§ **ITEMS**:
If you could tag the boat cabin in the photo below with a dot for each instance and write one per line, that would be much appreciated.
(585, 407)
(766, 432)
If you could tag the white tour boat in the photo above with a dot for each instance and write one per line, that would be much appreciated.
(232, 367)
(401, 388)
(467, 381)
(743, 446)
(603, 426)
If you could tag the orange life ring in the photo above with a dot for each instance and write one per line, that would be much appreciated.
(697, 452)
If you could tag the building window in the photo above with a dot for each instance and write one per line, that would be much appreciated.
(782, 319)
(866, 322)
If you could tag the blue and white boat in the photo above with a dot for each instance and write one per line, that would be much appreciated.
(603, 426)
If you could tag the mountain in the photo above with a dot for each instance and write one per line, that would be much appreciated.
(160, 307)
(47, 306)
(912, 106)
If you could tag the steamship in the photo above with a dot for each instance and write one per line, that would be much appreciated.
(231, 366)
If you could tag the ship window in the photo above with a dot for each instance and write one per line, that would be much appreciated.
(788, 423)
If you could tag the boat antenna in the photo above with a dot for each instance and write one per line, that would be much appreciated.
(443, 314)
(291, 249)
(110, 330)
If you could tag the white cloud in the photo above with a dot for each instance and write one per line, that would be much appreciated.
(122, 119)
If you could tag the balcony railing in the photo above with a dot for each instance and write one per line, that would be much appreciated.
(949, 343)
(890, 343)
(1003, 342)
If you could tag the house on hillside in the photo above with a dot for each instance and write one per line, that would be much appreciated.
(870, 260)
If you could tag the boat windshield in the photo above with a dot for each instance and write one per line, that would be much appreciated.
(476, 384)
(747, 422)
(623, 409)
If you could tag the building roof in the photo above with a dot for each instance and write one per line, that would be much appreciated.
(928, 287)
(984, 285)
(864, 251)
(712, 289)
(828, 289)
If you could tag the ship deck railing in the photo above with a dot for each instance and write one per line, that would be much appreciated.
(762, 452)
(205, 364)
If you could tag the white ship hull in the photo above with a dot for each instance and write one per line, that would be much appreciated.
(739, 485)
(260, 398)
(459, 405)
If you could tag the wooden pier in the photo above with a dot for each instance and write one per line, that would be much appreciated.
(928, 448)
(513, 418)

§ **WHAT YOU WILL DO**: Print the records above exactly as they appear.

§ **ANSWER TO THE EXERCISE**:
If you could tag the boat cabin in the photo below with a dot for each instance and write one per line, that would be much appreciated.
(585, 407)
(766, 432)
If you could tag the white tour boat in the photo above with a dot for each instance and write one per line, that would be much appreciated.
(232, 367)
(401, 388)
(467, 381)
(743, 446)
(603, 426)
If you could tag the orange life ring in the photo above with a dot for each instance and write one per line, that would be much appreciated.
(697, 452)
If you could tag the building window in the photo above with a dot for each instance and write one per line, that would be much appreciated.
(782, 319)
(866, 322)
If you could tag the blue and white boat in the photo above with a dot for each instance and write one per line, that would be much appreciated.
(603, 426)
If you could tag the mountain in the photo above with a dot for each instance and write one per line, that would be much appreciated.
(160, 307)
(47, 306)
(912, 106)
If you could tag the steamship in the photo above with a dot for each instance and write one per line, that would be much appreciated.
(231, 366)
If you could tag the ship window in the photo above with a dot for each instance and write one per line, that would be much appreciated.
(788, 423)
If you could tag the boat antenna in the photo above with a dot for each instance and write one per line, that would be much appreciated.
(443, 314)
(291, 249)
(110, 330)
If you could tag the white cloud in the photo above with a dot for each instance and write one per line, that would be much appreciated.
(122, 119)
If you could tag the balcony railing in the photo above with a dot for each instance and write one per line, that would be much appreciated.
(949, 343)
(890, 343)
(1003, 342)
If you could tag the house on hillside in the photo above with a dot for each instance and write one per line, that would be much appreciated.
(870, 260)
If you could tag the boat windshield in the photo above with a dot for each instance and write one per line, that would be much appreciated.
(476, 384)
(747, 422)
(623, 409)
If you could tag the building roof in the photo above with a dot for each instance and write one per line, that would be much appreciated.
(928, 287)
(984, 285)
(864, 251)
(712, 289)
(828, 289)
If you could tag the ship deck railing in the photo above with a dot for each instance and write one per line, that would be much appreciated.
(762, 452)
(205, 364)
If you could tag the white ship hull in the photo above with a dot for each instance and write one per line, that would be much appreciated.
(739, 485)
(260, 398)
(459, 405)
If you could tag the wooden pier in the photo above with a dot for each instance and write one per line, that would be much appreciated.
(928, 448)
(513, 418)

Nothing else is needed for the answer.